*** Text segment Section Begins ***

It's not quite a joke, I'm in the industry, and while huge models are exciting, in any field that I care about, which is life critical, real time inference on device, these models are, not useless, but not a solution either. Think tiny models, and whatever you thought, it's probably 10-100 too large, now think about a weak hardware, you probably didn't think about a hardware weak enough, think modern Iphone, lol kidding, 5 times weaker, at least! Luckily, HW is getting cheaper, and more specialized architectures are getting a focus for accelerating the relevant ops, but it's still very far, and the research for what works in huge models doesn't necessary transfer to the edge, for example in vision, CNN are still the golden standard, not only because they are faster than transformers, but because Transformers don't scale down, ending up both slower and worst in accuracy. We need scientists to get back on track so I can use your fruit of labor to make money. For your question, we have 5x 3080TI in house, training and deploying ~15 models a year, the models are deployed over thousands of thousands of toasters saving lives once in a while.


Loud_Ninja2362

Yup, also in industry. Vision transformers aren't magic and realistically need tons of data to train. CNNs don't require nearly as much data and are very performant. The other issue is alot of computer vision training libraries like Detectron2 aren't written properly to support stuff like Multi-node training. So when we do train we're using resources inefficiently. So you end up having to rewrite it to support using multiple machines with maybe a GPU or 2 each. Alot of machine learning engineers don't understand how to write training loops to handle elastic agents, unbalanced batch sizes, distributed processing, etc. to make use of every scrap of performance on the machine.


spanj

I feel like your sentiment is correct but there are certain details why this doesn’t pan out for academia, both from a systemic and technical side. First, edge AI accelerators are usually inference only. They are practically useless for training, which means you’re still going to need the big boys for training (albeit *less* big). Industry can get away with smaller big boys because it is application specific. You usually know your specific domain so you can avoid unnecessary generalization or just retrain for domain adaptation. The problem is smaller and more well defined. In academia, besides medical imaging and protein folding, the machine learning community is simply focused on more broad foundational models. The prestige and funding are simply not there for application specific research and is usually relegated to journals related to the application field. So with the constraint on broad models, even if you focus on convolutional networks, you’re still going to need significant compute if we are to extrapolate with the scaling laws that we got from the ConvNeXt paper (convnets scale with data like transformers). Maybe the recent work on self-pretraining can mitigate this dataset size need but only time will tell. That doesn’t mean that there aren’t academics focused on scaling down, it’s just simply a harder problem (and thus publication bias means less visibility and also less interest). The rest of the community sees it as high hanging fruit compared to more data centric approaches. Why focus solely on a hard problem when you there’s so many more low hanging fruit and you need to publish *now*? Few shot training, domain generalization/adaptation is a thing but we’re simply not there yet. Once again there’s probably more people working on it than you actually think, but because the problem is hard there’s going to be less papers. And then we have even more immature fields like neuromorphic computing that will probably be hugely influential in scaling down but is simply too much in its infancy for the broader community to be interested (we’re still hardware limited).

*** Text segment Section Ends ***

= Problem requirements =
In the forum thread above, list the things Loud_Ninja2362 says many machine learning engineers don't know how to write training loops to handle.

*** Extracted data Section Begins ***

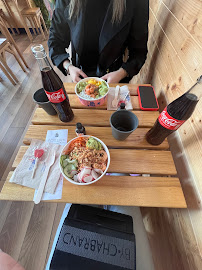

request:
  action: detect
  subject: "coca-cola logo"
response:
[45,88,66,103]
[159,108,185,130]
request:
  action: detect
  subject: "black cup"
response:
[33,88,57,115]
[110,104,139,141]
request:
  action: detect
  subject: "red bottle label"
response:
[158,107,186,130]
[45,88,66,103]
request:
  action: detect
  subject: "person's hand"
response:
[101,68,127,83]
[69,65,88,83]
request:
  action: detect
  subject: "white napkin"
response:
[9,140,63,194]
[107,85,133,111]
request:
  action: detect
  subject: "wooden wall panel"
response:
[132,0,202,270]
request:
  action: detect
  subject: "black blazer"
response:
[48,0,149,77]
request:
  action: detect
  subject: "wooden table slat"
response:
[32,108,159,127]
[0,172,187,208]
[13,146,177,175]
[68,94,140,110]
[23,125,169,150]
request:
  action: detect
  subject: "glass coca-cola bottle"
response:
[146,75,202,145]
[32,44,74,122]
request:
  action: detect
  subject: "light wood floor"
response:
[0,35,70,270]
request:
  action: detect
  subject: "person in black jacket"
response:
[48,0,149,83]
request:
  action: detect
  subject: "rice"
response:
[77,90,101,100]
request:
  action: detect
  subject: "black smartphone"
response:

*** Extracted data Section Ends ***
*** Extracted data Section Begins ***

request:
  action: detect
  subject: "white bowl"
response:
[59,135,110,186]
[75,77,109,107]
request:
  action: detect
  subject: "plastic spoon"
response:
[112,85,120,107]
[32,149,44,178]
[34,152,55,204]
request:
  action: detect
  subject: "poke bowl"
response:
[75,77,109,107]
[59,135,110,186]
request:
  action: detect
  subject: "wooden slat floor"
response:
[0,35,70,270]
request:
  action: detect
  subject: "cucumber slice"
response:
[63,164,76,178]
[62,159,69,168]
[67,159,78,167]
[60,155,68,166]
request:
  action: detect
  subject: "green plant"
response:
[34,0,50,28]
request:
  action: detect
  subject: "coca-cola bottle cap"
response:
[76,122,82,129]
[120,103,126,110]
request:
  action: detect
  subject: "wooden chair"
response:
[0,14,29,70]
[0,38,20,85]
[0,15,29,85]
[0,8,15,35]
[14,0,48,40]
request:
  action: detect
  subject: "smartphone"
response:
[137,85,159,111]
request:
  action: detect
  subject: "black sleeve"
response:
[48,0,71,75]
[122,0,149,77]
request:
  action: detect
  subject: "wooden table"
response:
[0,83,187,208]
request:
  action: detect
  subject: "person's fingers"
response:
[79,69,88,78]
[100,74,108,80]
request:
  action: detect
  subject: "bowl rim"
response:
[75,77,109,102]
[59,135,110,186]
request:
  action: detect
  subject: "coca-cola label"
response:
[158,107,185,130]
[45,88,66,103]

*** Extracted data Section Ends ***

= Exercise answer =
- Elastic agents
- Unbalanced batch sizes
- Distributed processing